## TASK GOAL
Reproduce exactly the lines from the one containing "walking. Write the coordinates, one line per instance." through the last line of the data, both ends included.
*** PROVIDED RECORDS
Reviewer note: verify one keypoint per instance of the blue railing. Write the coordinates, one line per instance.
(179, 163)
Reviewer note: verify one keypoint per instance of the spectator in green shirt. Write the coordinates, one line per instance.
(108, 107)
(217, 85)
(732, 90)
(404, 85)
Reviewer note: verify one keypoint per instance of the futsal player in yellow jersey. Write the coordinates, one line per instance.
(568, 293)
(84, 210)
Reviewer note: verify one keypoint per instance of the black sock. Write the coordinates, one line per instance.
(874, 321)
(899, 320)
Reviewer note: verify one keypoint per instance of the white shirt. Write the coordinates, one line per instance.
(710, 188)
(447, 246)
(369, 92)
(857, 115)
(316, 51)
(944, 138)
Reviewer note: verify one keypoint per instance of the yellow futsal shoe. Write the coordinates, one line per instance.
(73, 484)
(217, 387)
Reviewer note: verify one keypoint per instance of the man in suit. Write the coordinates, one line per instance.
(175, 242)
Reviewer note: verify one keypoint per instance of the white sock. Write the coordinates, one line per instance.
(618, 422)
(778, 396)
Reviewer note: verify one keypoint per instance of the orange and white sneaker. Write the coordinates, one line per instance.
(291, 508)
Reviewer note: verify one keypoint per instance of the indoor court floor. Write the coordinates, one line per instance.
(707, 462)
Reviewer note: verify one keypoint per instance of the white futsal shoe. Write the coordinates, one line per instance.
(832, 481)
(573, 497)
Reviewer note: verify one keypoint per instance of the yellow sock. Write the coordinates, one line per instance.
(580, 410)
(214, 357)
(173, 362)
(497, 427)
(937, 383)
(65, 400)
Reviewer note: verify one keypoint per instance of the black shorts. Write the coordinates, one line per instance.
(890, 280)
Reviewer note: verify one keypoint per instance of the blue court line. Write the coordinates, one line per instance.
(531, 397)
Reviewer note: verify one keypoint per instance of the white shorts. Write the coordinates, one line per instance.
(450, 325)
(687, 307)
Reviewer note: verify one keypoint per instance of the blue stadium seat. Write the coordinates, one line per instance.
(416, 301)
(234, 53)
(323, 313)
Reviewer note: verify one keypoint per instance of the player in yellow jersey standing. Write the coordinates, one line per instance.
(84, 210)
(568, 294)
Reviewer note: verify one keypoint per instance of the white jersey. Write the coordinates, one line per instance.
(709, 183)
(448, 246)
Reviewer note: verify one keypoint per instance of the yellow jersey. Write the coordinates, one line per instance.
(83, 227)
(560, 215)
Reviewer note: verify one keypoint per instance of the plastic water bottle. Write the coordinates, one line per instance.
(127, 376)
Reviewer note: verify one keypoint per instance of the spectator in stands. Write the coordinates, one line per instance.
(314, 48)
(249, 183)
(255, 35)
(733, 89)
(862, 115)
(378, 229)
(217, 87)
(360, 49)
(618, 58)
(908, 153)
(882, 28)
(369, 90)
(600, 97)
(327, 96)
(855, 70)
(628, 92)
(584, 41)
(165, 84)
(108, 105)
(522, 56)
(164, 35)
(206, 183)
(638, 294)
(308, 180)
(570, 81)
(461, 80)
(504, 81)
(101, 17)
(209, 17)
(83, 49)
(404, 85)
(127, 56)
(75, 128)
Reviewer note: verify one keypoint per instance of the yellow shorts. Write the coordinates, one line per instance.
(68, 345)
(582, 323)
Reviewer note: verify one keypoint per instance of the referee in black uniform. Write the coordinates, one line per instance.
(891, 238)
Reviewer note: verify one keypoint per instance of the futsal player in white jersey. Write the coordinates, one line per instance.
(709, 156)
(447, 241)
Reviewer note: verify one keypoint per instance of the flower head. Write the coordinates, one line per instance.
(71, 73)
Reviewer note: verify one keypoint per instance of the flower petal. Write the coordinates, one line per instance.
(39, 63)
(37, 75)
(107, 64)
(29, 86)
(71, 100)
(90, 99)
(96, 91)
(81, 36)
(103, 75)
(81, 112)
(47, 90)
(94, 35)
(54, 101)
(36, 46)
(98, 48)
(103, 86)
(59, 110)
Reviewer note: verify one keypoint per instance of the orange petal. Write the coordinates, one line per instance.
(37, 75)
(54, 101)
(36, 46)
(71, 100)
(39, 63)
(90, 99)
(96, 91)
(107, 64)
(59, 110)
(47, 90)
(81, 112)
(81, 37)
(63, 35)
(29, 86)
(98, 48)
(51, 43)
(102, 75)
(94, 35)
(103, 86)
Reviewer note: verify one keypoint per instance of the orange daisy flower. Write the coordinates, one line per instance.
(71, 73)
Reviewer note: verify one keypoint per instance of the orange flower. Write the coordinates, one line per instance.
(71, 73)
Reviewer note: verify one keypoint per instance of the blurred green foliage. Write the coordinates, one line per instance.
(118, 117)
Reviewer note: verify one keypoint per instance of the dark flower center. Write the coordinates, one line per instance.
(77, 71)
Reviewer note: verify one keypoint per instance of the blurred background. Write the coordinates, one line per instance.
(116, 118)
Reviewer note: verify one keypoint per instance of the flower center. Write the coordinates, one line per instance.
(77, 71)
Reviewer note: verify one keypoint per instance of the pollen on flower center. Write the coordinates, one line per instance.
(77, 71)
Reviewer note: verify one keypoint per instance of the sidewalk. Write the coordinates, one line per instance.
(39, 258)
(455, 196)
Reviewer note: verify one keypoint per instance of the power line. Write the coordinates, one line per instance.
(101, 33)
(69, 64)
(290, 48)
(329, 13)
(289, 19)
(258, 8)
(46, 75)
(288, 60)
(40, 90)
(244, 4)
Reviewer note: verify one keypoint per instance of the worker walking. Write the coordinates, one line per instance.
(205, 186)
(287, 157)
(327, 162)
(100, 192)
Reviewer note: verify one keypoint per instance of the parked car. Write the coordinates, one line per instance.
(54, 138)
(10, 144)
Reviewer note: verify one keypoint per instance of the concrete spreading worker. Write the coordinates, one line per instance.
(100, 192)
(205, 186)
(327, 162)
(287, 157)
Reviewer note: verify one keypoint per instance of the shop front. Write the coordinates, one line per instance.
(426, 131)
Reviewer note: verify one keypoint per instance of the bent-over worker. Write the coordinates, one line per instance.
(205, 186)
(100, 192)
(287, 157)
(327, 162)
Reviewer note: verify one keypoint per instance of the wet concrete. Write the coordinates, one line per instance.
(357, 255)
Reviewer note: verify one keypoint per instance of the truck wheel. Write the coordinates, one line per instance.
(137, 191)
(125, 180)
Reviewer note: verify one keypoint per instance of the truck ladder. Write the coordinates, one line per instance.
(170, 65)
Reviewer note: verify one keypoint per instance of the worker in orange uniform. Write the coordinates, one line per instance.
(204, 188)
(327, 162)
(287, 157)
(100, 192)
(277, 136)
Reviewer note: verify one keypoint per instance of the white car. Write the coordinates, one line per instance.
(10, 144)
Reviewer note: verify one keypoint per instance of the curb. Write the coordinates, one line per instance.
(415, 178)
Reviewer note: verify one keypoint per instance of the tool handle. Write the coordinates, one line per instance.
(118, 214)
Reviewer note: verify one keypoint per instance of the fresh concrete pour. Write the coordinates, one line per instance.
******
## SOLUTION FOR THIS PROBLEM
Reviewer note: verify one keypoint per instance of the worker walking. Write the coordinates, one line per instance.
(205, 186)
(287, 157)
(327, 162)
(100, 192)
Reviewer note: verify one keypoint per instance of the parked car. Write the coordinates, one line per instance.
(54, 138)
(10, 144)
Reviewer note: verify one keypoint per instance of the concrete spreading worker. Write the coordinates, one line per instance.
(100, 192)
(205, 186)
(327, 162)
(287, 157)
Reviewer note: verify one keypoint per instance of the shop front. Write the coordinates, one line per instance.
(426, 131)
Reviewer note: verify one keypoint per instance of the bent-over worker. Write the coordinates, one line per instance.
(205, 186)
(100, 192)
(287, 157)
(327, 162)
Reviewer note: verify one keypoint per instance of the wet concrete. Write the coordinates, one line per instance.
(357, 255)
Reviewer note: verify one keypoint per instance of the truck wheel. Write the coordinates, one line per instance.
(137, 191)
(125, 180)
Reviewer note: verify one keypoint per instance of the truck ladder. Write the coordinates, one line per instance.
(170, 65)
Reviewer note: verify one keypoint per instance of the worker in orange uniform. Write the coordinates, one line per instance.
(204, 188)
(327, 162)
(287, 157)
(100, 192)
(277, 136)
Reviewer note: verify one keypoint per instance of the white car. Write the coordinates, one line per instance.
(10, 144)
Reviewer note: verify one keypoint per instance of the curb. Write the coordinates, one line per instance.
(415, 178)
Reviewer note: verify one keypoint per instance of the tool handle. Write the coordinates, one line per instance.
(118, 214)
Reviewer note: verify one keypoint per instance of the fresh concrete pour. Write the coordinates, one line per instance.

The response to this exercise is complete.